EXERCISE — Continue the review of the novel "Pay as You Go," beginning directly after its last sentence.

EXTRACTED TEXT —
Slide, the singly named protagonist and narrator of Eskor David Johnson's "Pay as You Go," launches into an amusing litany of complaints about his crummy apartment before the first page of this strange, beguiling debut novel is turned.
An immigrant learns to 'Pay as You Go' in beguiling debut novel
FICTION: Eskor David Johnson's novel is "strange, clever and mysterious."
"The toilet isn't flushing properly … sometimes at night, pieces of paint are landing in my mouth and I wake up choking … the windows are dusty and they don't look out onto anything … the microwave never heats up my food … the stairway smells … and why is the TV remote always dead?"
An immigrant newcomer to the fictional megacity of Polis, Slide has marginal employment as an apprentice to two bullying barbers and a tiny room in an apartment with two oddball roommates. Slide's attempts to improve his standing — find his own apartment, his own shop, maybe a girlfriend — drive this book, which stays entertaining, clever and mysterious throughout its 500 pages.
A big talker and frequent whiner who speaks in a humorously stilted jumble of clichés and exaggeration, Slide's hapless struggles give "Pay as You Go" a comic vigor even as his journey heads into dark places. This feels like a shorter book, packed with lively characters, colorful scenes, plot twists and action sequences that justify its title page description: "A Fable."

DATASET CONTENT —
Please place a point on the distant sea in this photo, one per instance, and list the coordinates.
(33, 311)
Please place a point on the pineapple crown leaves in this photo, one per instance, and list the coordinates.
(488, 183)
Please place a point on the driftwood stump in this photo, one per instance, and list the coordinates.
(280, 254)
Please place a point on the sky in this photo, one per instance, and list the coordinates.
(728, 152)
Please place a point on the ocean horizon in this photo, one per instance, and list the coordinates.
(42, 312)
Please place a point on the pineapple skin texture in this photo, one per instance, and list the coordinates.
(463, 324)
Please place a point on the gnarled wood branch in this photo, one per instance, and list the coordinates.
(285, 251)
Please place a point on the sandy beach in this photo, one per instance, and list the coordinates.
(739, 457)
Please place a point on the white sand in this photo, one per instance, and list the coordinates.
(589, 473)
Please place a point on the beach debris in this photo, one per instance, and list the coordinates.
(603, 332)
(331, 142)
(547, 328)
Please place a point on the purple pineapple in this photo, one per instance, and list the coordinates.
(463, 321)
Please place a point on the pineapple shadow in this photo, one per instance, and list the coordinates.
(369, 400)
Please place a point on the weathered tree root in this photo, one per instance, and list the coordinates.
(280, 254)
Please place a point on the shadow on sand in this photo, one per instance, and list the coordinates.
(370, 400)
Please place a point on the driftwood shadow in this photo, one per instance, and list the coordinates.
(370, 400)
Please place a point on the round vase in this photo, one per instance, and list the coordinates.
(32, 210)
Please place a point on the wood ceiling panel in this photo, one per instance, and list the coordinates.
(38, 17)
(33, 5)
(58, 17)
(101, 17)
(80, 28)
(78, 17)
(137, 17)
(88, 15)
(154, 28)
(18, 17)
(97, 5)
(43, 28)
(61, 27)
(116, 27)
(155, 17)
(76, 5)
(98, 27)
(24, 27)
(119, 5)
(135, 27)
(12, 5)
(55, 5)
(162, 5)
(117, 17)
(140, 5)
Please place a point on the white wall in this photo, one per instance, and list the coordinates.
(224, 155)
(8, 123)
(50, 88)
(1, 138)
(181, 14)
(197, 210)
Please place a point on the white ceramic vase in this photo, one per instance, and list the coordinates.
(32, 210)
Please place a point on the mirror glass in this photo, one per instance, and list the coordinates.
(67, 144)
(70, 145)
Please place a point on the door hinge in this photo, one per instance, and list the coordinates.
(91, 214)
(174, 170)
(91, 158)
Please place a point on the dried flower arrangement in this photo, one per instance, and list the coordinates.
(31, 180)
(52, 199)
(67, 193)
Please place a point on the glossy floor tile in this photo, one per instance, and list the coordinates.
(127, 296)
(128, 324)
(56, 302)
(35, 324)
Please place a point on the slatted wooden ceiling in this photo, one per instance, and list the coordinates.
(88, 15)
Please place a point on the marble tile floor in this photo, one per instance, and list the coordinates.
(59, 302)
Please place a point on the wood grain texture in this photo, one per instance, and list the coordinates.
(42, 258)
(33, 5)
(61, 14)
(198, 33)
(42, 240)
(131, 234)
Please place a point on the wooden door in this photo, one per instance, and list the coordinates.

REPLY TO THE TASK —
Johnson's prose hums right off the page, rife with winding, poetic sentences and arresting images. A woman with a metal rod in her arm uses it to shatter a window during a chaotic escape. A gang of small-time mobsters is peopled by a "barely tamed devil," their leader a hulking weightlifter with "the air of a minotaur." A helicopter rides over Polis in blackout just as power is restored, "instantly so bright I thought a great bomb had gone off."
Slide remains something of a void at the book's center. Described only as a "blackman" of about 25, his background is blank beyond fleeting references to past trauma. His life constantly on the verge of disaster, he reels from his tenuous rental situation to a dysfunctional group home, through a massive urban flood, into the clutch of mobsters, and finally into the heights of Polis society.
As Slide stumbles from one slippery circumstance to the next, his struggles against an indifferent-to-hostile city make him an avatar for the struggles of immigrants and the downtrodden. The calamities that befall him are described with a gritty, elemental power that masks their contemporary relevance: climate change and the social consequences of extreme economic stratification, in particular.
In its endless confused sprawl, its dizzying diversity and density of human experience, Polis could stand in for nearly any world metropolis. Much of the book's delight is in watching Johnson fashion Polis into existence, just a few surreal ticks off reality.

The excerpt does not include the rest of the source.